**GOAL 1:** Count the lines in the entries below that contain the string "yellow", matching case. Reply with the number only.

○ ○ ○ ○

# Good Morning America...



## Masher (Jan 16, 2009)

The wife left this morning at 4am to get to New Orleans to be on the show. I've seen her 5 times already with her crazy friends yelling Who Dat like a buch of crazies. I talked to her a few minutes ago and they are drunk already.


----------



## codyh (Mar 30, 2009)

Wish i was down there now.


----------



## DjScrimm (Jan 2, 2009)

Hahaha! Sounds like a wild one...


----------



## drtj (May 3, 2009)

Awesome!!!


----------



## Masher (Jan 16, 2009)

She was easy to find in all the black with that pink Brees jersey I bought her. lol.


----------



## browland (Apr 4, 2009)

dude thats so awesome, I miss living in LA now for sure


----------



## walker (Apr 5, 2009)

masher what else she doin... lol.. she come home with a ton of beads you will know fo sho what was goin on......


----------



## RDWD (May 11, 2009)

Thats why I bought all of those beads from HL the other day. HAHA I got a great deal well worth it.


----------



## walker (Apr 5, 2009)

if yall got a hobby lobby or something like that they have a ton of beads and are cheap


----------



## RDWD (May 11, 2009)

Note taken


----------



## Masher (Jan 16, 2009)

There is a store in NO I hit for the money beads. They have beads that will allow you to see and touch whatever you want.


----------



## RDWD (May 11, 2009)

those beads are called 10 dollar bills btw.


----------



## Masher (Jan 16, 2009)

LOL... Never underestimate the power of beads on drunk chicks.


----------



## bayou_boy_22 (Mar 13, 2009)

we will be on bourbon tonight for the wifes b-day. i am sure we will see alot of beads and other things while we are there.:bigeyes:


----------



## Masher (Jan 16, 2009)

Sweet, yall have a good time a be safe man.


----------

○ ○ ○ ○

**GOAL 2:** Copy out the whole forum thread above word for word.

○ ○ ○ ○

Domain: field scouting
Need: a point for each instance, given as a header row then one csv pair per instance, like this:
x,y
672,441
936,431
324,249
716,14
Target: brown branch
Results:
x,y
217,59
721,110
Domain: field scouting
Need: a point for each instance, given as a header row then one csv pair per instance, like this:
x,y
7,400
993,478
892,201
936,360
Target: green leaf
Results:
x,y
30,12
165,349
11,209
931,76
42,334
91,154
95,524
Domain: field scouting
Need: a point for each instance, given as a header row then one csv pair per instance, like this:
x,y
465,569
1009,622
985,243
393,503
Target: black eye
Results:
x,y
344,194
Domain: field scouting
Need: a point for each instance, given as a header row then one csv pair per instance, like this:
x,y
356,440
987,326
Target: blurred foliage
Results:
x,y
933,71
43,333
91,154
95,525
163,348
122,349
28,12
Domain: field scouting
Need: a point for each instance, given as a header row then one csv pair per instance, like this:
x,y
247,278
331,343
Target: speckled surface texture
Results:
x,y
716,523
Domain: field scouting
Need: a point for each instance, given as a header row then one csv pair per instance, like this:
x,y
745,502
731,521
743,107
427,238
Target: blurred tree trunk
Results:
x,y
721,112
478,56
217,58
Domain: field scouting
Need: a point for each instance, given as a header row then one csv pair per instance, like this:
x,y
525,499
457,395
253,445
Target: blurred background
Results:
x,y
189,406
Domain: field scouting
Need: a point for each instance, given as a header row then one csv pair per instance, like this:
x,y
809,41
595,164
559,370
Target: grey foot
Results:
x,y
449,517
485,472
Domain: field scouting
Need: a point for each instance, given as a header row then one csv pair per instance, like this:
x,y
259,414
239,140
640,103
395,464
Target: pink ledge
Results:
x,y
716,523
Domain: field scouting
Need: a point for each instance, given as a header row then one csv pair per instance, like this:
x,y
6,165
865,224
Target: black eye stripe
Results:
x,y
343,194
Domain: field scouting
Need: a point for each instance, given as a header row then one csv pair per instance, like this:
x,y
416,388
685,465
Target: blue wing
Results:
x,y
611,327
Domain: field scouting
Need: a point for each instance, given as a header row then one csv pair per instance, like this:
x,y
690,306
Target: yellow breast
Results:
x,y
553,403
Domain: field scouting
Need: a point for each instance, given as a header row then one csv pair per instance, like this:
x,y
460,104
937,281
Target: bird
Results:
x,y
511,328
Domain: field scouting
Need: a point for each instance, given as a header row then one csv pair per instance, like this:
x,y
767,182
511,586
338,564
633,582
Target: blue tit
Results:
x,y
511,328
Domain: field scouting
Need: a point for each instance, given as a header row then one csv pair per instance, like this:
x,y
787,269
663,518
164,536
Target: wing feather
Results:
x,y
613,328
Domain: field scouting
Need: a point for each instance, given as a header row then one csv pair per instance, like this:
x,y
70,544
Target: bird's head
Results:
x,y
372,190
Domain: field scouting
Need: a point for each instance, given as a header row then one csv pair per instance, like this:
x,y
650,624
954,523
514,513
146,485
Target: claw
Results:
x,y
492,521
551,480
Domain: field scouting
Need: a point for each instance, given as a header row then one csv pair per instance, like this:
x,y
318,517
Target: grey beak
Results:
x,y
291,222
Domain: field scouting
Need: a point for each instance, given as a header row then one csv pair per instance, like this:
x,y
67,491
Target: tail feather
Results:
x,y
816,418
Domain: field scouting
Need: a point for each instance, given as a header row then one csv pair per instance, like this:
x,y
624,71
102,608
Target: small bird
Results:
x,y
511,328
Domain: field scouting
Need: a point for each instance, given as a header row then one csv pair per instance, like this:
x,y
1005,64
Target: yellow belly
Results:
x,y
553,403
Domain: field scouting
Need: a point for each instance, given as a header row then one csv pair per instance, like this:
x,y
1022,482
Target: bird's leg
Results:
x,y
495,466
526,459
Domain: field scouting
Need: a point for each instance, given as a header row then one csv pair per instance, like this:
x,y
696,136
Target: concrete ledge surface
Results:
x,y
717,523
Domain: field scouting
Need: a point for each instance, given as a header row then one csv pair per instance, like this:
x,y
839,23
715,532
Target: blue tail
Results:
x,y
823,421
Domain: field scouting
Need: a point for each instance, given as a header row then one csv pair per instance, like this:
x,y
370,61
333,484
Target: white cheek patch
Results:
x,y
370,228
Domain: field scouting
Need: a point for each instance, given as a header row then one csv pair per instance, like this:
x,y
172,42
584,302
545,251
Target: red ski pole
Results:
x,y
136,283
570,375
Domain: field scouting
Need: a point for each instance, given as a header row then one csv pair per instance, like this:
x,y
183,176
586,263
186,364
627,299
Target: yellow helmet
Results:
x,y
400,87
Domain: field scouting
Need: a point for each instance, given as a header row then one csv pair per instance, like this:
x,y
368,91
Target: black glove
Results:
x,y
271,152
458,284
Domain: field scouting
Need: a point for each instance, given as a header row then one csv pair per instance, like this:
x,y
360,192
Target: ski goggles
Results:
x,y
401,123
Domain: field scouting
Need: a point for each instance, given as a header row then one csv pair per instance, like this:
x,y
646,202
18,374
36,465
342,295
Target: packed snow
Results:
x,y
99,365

○ ○ ○ ○

**FINAL ANSWER 1:** 3

**FINAL ANSWER 2:**
# Good Morning America...



## Masher (Jan 16, 2009)

The wife left this morning at 4am to get to New Orleans to be on the show. I've seen her 5 times already with her crazy friends yelling Who Dat like a buch of crazies. I talked to her a few minutes ago and they are drunk already.


----------



## codyh (Mar 30, 2009)

Wish i was down there now.


----------



## DjScrimm (Jan 2, 2009)

Hahaha! Sounds like a wild one...


----------



## drtj (May 3, 2009)

Awesome!!!


----------



## Masher (Jan 16, 2009)

She was easy to find in all the black with that pink Brees jersey I bought her. lol.


----------



## browland (Apr 4, 2009)

dude thats so awesome, I miss living in LA now for sure


----------



## walker (Apr 5, 2009)

masher what else she doin... lol.. she come home with a ton of beads you will know fo sho what was goin on......


----------



## RDWD (May 11, 2009)

Thats why I bought all of those beads from HL the other day. HAHA I got a great deal well worth it.


----------



## walker (Apr 5, 2009)

if yall got a hobby lobby or something like that they have a ton of beads and are cheap


----------



## RDWD (May 11, 2009)

Note taken


----------



## Masher (Jan 16, 2009)

There is a store in NO I hit for the money beads. They have beads that will allow you to see and touch whatever you want.


----------



## RDWD (May 11, 2009)

those beads are called 10 dollar bills btw.


----------



## Masher (Jan 16, 2009)

LOL... Never underestimate the power of beads on drunk chicks.


----------



## bayou_boy_22 (Mar 13, 2009)

we will be on bourbon tonight for the wifes b-day. i am sure we will see alot of beads and other things while we are there.:bigeyes:


----------



## Masher (Jan 16, 2009)

Sweet, yall have a good time a be safe man.


----------